**ASSIGNMENT 1**
Present everything from the start of the rows down to the line containing "negative clicks: (418, 304)" as a Markdown table with the columns No. and Line, numbering each line and leaving out blank ones.

(Beginning of EXCERPTED TEXT)

Presented by
  • Trade-A-Boat

TAB_425_Dewar_120227_8547.jpg TAB_425_Dewar_120227_8547.jpg
TAB_425_Dewar_120227_0947.jpg TAB_425_Dewar_120227_0947.jpg
TAB_425_Dewar_120227_8914.jpg TAB_425_Dewar_120227_8914.jpg
TAB_425_Dewar_120227_8703.jpg TAB_425_Dewar_120227_8703.jpg
TAB_425_Dewar_120227_8913.jpg TAB_425_Dewar_120227_8913.jpg
TAB_425_Dewar_120227_8654.jpg TAB_425_Dewar_120227_8654.jpg
TAB_425_Dewar_120227_8629.jpg TAB_425_Dewar_120227_8629.jpg
TAB_425_Dewar_120227_8663.jpg TAB_425_Dewar_120227_8663.jpg
TAB_425_Dewar_120227_8901.jpg TAB_425_Dewar_120227_8901.jpg
TAB_425_Dewar_120227_8859.jpg TAB_425_Dewar_120227_8859.jpg
TAB_425_Dewar_120227_8888.jpg TAB_425_Dewar_120227_8888.jpg
TAB_425_Dewar_120227_8699.jpg TAB_425_Dewar_120227_8699.jpg
TAB_425_Dewar_110607-9563.jpg TAB_425_Dewar_110607-9563.jpg
TAB_425_Dewar_120227_8603.jpg TAB_425_Dewar_120227_8603.jpg

A go-anywhere escape machine, the Alaska 460 Sedan Gen II has the legs to race away from the madding crowds. JEFF STRANG puts the pedal to the metal

Alaska 460 Sedan Gen II

How do you characterise a trawler? Well a trawler is usually built like the proverbial, with the ability to go almost anywhere anytime. Engineered for efficiency, endurance and high-torque rather than top-speed performance, a trawler is seldom capable of exceeding its displacement speed, usually less than 10kts. So when Gold Coast City Marina's dealer Dave Wright informed me we would be testing a trawler capable of exceeding 30kts he had my attention.

Trade-a-Boat has already tested the Alaska 460 Sedan's twin sister, the Alaska 46 Flybridge in an earlier addition of the magazine. The sedan, we were told, was a totally different configuration. In-house photographer, Ellen Dewar, confirmed this was the case when she stepped onboard and added that she thought the interior was a real step-up in quality. At a glance, I had to agree, the inside of this boat looked pretty nice. With the Gold Coast afternoon sky promising a balmy and colourful sunset and the threat of yet more rain in the morning I was keen to get moving on the water and experience the boat for myself.

(End of EXCERPTED TEXT)
(Beginning of AVAILABLE DATA)

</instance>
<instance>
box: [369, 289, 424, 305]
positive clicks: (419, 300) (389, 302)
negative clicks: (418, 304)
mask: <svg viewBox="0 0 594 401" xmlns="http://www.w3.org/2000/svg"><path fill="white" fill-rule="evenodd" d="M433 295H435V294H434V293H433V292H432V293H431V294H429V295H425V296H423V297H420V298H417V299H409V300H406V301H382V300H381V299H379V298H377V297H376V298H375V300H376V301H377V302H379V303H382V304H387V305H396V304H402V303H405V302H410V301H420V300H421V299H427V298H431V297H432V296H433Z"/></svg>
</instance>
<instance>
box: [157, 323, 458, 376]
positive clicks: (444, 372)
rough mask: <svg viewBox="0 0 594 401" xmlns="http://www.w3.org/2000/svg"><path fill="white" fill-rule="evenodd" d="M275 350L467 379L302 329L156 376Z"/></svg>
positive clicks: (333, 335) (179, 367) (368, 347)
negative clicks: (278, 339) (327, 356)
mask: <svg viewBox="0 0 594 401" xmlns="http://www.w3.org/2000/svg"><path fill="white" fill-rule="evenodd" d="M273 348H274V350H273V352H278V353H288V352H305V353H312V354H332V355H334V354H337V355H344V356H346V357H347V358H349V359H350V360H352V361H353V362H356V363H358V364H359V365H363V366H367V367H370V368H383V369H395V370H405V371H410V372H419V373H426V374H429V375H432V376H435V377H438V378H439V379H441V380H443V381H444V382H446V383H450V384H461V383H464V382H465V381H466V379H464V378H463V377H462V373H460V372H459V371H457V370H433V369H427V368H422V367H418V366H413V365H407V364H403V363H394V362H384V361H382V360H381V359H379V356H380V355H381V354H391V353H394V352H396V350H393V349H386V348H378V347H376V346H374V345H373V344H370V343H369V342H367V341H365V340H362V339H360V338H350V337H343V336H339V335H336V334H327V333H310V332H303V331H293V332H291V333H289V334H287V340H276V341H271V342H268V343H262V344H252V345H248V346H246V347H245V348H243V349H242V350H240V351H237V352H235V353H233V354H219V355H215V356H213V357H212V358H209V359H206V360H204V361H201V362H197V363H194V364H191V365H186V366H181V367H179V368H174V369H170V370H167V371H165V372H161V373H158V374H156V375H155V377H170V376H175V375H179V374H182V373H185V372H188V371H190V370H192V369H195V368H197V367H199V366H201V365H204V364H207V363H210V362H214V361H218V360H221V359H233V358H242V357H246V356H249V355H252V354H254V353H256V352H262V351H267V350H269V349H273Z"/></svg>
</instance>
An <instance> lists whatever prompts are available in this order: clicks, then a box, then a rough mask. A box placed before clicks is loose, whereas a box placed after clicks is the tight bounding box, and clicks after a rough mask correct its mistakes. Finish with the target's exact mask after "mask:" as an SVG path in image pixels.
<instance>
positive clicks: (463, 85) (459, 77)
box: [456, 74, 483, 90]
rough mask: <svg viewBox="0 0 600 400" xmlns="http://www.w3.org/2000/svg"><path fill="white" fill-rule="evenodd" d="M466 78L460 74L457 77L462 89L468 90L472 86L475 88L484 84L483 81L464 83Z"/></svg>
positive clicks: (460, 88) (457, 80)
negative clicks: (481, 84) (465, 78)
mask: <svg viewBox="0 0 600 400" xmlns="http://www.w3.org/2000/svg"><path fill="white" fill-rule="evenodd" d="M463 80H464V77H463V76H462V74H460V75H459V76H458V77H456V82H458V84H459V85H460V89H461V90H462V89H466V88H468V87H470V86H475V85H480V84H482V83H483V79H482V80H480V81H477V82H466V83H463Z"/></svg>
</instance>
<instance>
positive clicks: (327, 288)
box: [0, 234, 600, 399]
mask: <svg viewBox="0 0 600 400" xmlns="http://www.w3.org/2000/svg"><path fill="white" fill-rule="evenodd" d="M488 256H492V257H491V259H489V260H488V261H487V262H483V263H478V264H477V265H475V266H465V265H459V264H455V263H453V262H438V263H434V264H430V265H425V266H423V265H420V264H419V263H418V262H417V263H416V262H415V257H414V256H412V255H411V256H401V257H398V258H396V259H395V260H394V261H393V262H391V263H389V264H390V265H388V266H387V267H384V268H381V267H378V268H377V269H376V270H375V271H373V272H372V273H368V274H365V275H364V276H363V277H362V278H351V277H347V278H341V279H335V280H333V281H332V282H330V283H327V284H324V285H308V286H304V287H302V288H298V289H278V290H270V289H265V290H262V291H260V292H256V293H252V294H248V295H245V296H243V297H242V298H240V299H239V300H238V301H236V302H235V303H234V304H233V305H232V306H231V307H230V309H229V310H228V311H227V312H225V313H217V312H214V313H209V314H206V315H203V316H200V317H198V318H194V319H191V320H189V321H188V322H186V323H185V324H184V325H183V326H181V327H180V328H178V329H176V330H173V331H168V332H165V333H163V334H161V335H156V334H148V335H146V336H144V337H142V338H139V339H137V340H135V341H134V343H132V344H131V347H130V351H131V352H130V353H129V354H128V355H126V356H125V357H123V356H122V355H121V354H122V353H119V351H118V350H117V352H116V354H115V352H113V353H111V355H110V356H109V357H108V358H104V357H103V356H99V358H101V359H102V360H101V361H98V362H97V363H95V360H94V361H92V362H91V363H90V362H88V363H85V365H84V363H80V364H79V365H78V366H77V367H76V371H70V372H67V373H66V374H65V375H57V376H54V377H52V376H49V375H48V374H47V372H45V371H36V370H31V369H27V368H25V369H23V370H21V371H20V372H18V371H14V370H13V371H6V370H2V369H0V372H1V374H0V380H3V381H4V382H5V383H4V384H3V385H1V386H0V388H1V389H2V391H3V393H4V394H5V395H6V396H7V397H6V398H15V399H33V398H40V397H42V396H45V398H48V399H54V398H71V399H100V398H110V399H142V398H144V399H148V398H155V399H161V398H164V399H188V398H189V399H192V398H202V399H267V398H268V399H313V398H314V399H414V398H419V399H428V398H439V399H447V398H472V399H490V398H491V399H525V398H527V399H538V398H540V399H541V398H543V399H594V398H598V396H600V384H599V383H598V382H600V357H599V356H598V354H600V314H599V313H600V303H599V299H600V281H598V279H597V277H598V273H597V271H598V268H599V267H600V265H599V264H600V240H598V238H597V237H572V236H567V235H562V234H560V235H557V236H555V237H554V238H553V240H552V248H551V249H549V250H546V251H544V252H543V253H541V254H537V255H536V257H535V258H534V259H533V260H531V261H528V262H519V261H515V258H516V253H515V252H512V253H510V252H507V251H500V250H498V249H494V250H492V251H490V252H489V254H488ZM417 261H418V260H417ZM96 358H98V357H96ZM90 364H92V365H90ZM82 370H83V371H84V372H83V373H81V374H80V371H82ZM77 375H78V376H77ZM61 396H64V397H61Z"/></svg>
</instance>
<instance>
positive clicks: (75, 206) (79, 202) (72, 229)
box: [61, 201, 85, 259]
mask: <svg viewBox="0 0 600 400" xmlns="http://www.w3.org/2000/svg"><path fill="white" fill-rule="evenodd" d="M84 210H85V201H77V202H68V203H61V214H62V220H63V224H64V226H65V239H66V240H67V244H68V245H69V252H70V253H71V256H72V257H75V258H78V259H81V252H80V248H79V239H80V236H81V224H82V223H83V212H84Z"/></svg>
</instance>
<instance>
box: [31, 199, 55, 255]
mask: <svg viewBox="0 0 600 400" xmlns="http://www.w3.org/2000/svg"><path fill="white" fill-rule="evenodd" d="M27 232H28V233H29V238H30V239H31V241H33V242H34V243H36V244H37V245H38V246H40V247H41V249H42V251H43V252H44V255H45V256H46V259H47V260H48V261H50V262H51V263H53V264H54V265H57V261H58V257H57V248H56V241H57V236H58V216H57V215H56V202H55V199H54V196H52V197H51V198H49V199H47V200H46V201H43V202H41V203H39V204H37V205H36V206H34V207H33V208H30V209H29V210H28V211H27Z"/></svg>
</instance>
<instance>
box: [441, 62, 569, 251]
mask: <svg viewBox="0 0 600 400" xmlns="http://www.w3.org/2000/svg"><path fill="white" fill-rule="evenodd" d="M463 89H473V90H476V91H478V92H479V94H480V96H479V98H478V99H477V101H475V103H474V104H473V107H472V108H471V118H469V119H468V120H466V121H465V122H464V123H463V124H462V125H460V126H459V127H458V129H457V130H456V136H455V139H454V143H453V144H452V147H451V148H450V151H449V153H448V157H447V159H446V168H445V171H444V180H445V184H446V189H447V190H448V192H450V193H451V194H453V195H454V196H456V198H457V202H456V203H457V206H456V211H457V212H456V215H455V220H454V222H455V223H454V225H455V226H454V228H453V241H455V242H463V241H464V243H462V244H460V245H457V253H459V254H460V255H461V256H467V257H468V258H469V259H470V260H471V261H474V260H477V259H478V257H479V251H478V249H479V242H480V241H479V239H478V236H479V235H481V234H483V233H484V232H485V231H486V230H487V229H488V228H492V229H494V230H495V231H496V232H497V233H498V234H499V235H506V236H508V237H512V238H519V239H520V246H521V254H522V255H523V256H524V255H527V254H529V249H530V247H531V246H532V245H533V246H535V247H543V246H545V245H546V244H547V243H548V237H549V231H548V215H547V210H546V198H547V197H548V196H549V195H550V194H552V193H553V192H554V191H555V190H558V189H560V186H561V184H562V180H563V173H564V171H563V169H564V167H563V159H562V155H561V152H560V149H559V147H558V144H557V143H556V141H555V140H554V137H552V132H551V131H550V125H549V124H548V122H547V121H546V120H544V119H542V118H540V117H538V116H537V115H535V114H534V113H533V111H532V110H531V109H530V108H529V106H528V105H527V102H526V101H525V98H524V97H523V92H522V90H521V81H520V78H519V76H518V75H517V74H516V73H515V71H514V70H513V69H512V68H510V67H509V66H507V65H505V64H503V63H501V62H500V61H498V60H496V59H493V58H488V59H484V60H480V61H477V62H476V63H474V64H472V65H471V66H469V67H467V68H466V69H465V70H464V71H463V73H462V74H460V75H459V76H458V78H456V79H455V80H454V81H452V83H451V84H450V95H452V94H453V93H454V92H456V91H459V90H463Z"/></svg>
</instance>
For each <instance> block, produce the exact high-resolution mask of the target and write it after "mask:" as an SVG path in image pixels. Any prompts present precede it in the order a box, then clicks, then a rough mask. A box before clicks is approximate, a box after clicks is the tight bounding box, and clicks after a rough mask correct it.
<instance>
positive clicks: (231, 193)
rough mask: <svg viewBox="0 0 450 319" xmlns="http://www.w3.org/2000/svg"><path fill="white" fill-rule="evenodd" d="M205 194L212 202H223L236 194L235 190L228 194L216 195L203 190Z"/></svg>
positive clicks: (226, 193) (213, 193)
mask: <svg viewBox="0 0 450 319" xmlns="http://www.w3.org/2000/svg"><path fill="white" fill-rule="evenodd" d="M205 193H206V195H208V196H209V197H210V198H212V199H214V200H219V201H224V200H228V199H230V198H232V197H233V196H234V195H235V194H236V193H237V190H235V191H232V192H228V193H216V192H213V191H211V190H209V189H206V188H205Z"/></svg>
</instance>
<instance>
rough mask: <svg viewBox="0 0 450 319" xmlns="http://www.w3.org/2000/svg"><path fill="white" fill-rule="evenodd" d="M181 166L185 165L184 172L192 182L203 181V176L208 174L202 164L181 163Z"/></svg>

(End of AVAILABLE DATA)

**ASSIGNMENT 2**
Rewrite everything in the Alaska 460 review from "How do you characterise" down to "had my attention.", swapping "displacement speed" for "hull speed".

**WORKED SOLUTION 1**
| No. | Line |
|---|---|
| 1 | </instance> |
| 2 | <instance> |
| 3 | box: [369, 289, 424, 305] |
| 4 | positive clicks: (419, 300) (389, 302) |
| 5 | negative clicks: (418, 304) |

**WORKED SOLUTION 2**
How do you characterise a trawler? Well a trawler is usually built like the proverbial, with the ability to go almost anywhere anytime. Engineered for efficiency, endurance and high-torque rather than top-speed performance, a trawler is seldom capable of exceeding its hull speed, usually less than 10kts. So when Gold Coast City Marina's dealer Dave Wright informed me we would be testing a trawler capable of exceeding 30kts he had my attention.